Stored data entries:
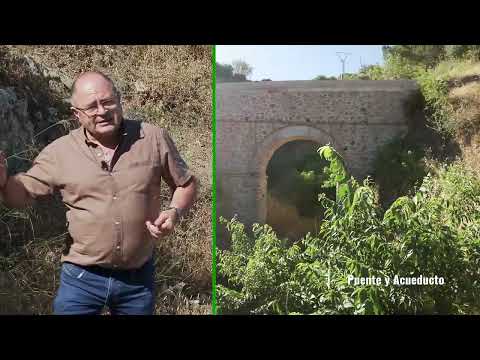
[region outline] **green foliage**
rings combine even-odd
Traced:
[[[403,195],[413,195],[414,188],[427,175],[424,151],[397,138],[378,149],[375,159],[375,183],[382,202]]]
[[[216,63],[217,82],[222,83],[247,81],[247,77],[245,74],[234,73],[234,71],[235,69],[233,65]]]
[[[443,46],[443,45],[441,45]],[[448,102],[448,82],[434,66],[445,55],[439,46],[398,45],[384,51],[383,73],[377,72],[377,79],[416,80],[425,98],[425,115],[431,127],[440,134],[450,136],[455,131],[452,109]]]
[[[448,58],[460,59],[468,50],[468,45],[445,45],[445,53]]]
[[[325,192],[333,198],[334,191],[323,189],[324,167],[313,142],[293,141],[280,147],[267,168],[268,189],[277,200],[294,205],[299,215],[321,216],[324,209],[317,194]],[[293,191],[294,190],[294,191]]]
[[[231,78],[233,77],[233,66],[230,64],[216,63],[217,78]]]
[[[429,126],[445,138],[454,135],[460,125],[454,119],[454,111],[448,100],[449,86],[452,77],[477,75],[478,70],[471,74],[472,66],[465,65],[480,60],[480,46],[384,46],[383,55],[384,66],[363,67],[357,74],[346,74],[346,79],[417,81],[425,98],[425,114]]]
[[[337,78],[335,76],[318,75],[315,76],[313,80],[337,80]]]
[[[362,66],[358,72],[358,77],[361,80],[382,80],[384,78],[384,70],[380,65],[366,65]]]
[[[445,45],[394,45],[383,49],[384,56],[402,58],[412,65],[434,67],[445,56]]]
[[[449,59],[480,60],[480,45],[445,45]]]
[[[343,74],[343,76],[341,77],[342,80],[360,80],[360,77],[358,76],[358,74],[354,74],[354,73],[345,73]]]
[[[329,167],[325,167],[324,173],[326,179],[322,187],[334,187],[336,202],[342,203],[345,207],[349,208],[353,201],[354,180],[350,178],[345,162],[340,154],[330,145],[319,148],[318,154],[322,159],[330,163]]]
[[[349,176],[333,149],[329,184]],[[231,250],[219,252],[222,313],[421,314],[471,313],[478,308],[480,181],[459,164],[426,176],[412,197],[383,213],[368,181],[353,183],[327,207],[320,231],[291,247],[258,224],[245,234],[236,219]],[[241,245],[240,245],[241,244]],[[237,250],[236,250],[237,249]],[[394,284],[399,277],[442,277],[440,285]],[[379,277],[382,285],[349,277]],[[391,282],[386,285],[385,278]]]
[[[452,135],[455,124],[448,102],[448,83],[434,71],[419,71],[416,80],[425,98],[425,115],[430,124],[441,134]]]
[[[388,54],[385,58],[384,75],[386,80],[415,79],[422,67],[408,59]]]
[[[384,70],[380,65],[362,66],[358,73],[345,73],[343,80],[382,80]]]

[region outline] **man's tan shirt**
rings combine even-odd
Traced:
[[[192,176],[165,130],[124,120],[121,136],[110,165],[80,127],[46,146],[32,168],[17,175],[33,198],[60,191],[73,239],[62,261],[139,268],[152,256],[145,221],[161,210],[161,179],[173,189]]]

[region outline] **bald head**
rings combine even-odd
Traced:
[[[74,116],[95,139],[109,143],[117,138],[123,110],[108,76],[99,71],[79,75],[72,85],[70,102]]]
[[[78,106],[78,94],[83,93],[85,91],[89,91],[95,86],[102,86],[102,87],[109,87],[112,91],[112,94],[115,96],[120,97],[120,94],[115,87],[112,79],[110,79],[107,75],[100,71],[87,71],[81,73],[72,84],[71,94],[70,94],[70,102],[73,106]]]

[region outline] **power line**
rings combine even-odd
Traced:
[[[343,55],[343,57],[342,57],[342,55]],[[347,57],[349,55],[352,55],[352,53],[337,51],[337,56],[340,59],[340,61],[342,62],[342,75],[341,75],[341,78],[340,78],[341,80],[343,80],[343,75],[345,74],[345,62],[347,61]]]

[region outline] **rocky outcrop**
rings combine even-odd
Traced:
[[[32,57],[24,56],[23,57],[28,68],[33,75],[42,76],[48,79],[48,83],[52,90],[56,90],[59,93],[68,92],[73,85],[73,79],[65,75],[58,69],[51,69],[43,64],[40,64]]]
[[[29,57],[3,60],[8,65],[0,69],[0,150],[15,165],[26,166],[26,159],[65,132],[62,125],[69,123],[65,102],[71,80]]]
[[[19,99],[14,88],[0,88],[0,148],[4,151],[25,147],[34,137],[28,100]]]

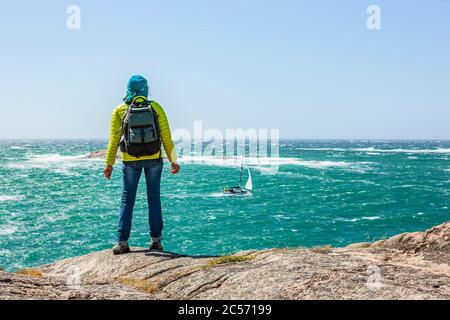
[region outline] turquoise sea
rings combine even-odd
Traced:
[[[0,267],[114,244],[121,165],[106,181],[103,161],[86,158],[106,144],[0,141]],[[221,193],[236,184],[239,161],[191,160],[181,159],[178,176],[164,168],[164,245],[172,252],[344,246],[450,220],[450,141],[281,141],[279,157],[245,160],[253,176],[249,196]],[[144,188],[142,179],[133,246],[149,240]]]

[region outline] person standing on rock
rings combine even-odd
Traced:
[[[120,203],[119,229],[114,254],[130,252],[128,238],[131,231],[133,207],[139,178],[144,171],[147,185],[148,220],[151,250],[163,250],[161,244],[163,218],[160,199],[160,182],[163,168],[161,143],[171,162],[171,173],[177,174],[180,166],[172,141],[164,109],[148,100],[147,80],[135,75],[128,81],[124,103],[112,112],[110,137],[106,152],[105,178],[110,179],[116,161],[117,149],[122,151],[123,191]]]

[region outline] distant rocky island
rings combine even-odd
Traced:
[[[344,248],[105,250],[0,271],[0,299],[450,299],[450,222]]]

# EXERCISE
In your copy of the entries above, leave out the pictures and keep every word exact.

# TASK ANSWER
[region outline] **green foliage**
rings combine even-odd
Traced:
[[[403,195],[413,195],[414,188],[427,175],[424,151],[397,138],[378,149],[375,159],[375,183],[382,202]]]
[[[216,63],[217,82],[222,83],[247,81],[247,77],[245,74],[234,73],[234,71],[235,69],[233,65]]]
[[[443,46],[443,45],[441,45]],[[448,102],[448,82],[434,66],[445,55],[439,46],[398,45],[384,51],[383,73],[377,72],[377,79],[416,80],[425,98],[425,115],[431,127],[440,134],[450,136],[455,131],[452,109]]]
[[[448,58],[460,59],[468,50],[468,45],[445,45],[445,53]]]
[[[325,192],[333,198],[334,191],[323,189],[324,167],[313,142],[293,141],[280,147],[267,168],[268,189],[277,200],[294,205],[299,215],[321,216],[324,209],[317,194]],[[293,191],[294,190],[294,191]]]
[[[231,78],[233,77],[233,66],[230,64],[216,63],[217,78]]]
[[[429,126],[445,138],[454,135],[460,125],[454,119],[454,111],[448,100],[449,86],[452,77],[477,75],[478,70],[471,74],[472,66],[465,65],[480,60],[480,46],[384,46],[383,55],[384,66],[363,67],[357,74],[346,74],[346,79],[417,81],[425,98],[425,114]]]
[[[337,78],[335,76],[318,75],[315,76],[313,80],[337,80]]]
[[[362,66],[358,72],[358,77],[361,80],[382,80],[384,78],[384,70],[380,65],[366,65]]]
[[[445,45],[394,45],[383,49],[384,56],[402,58],[412,65],[434,67],[445,56]]]
[[[449,59],[480,60],[480,45],[445,45]]]
[[[343,74],[343,76],[341,77],[342,80],[360,80],[360,77],[358,76],[358,74],[354,74],[354,73],[345,73]]]
[[[329,167],[325,167],[324,173],[326,179],[322,187],[334,187],[336,202],[342,203],[345,207],[349,208],[353,201],[354,180],[350,178],[345,162],[340,154],[330,145],[319,148],[318,154],[322,159],[330,163]]]
[[[349,176],[333,149],[329,184]],[[231,250],[219,252],[222,313],[421,314],[471,313],[478,308],[480,181],[459,164],[426,176],[412,197],[383,213],[368,181],[353,183],[327,207],[320,231],[291,247],[258,224],[245,234],[236,219]],[[241,245],[240,245],[241,244]],[[237,250],[236,250],[237,249]],[[394,284],[399,277],[442,277],[440,285]],[[379,277],[382,285],[349,277]],[[391,282],[386,285],[385,278]]]
[[[452,135],[455,124],[448,102],[448,83],[434,71],[419,71],[416,80],[425,98],[425,115],[430,124],[441,134]]]
[[[388,54],[385,58],[384,75],[386,80],[415,79],[422,67],[408,59]]]
[[[384,70],[380,65],[362,66],[358,73],[345,73],[343,80],[382,80]]]

[region outline] **man's tan shirt**
rings combine even-odd
Traced:
[[[192,176],[165,130],[124,120],[121,136],[110,165],[80,127],[46,146],[32,168],[17,175],[33,198],[60,191],[73,239],[62,261],[139,268],[152,256],[145,221],[161,210],[161,179],[173,189]]]

[region outline] **bald head**
rings combine even-odd
Traced:
[[[74,116],[95,139],[109,143],[117,138],[123,110],[108,76],[99,71],[79,75],[72,85],[70,102]]]
[[[78,106],[78,94],[83,93],[85,91],[89,91],[95,86],[102,86],[102,87],[109,87],[112,91],[112,94],[115,96],[120,97],[120,94],[115,87],[112,79],[110,79],[107,75],[100,71],[87,71],[81,73],[72,84],[71,94],[70,94],[70,102],[73,106]]]

[region outline] **power line**
rings combine even-odd
Traced:
[[[343,55],[343,57],[342,57],[342,55]],[[347,57],[349,55],[352,55],[352,53],[337,51],[337,56],[340,59],[340,61],[342,62],[342,75],[341,75],[341,78],[340,78],[341,80],[343,80],[343,75],[345,74],[345,62],[347,61]]]

[region outline] **rocky outcrop**
rings combine even-odd
Traced:
[[[32,57],[24,56],[23,57],[28,68],[33,75],[42,76],[48,79],[48,83],[52,90],[56,90],[59,93],[68,92],[73,85],[73,79],[65,75],[58,69],[51,69],[43,64],[40,64]]]
[[[29,57],[3,60],[8,65],[0,69],[0,150],[15,165],[26,166],[26,159],[65,132],[62,125],[69,123],[65,102],[71,80]]]
[[[19,99],[14,88],[0,88],[0,148],[4,151],[25,147],[34,137],[28,100]]]

[region outline] turquoise sea
rings combine even-odd
Traced:
[[[0,267],[114,244],[121,165],[106,181],[103,161],[86,158],[106,144],[0,141]],[[221,193],[236,184],[239,161],[191,160],[181,159],[178,176],[164,168],[164,245],[172,252],[344,246],[450,220],[450,141],[281,141],[279,157],[245,160],[253,176],[249,196]],[[144,188],[142,179],[133,246],[149,240]]]

[region outline] person standing on rock
rings combine even-odd
Traced:
[[[120,203],[119,229],[114,254],[130,252],[128,238],[131,231],[133,207],[139,178],[144,171],[147,185],[148,220],[151,250],[163,250],[161,244],[163,218],[160,199],[160,182],[163,168],[161,143],[171,162],[171,173],[177,174],[180,166],[172,141],[164,109],[148,100],[147,80],[135,75],[128,81],[124,103],[112,112],[110,137],[106,152],[105,178],[110,179],[116,161],[117,149],[122,151],[123,191]]]

[region outline] distant rocky island
rings combine even-odd
Traced:
[[[344,248],[105,250],[0,271],[0,299],[450,299],[450,222]]]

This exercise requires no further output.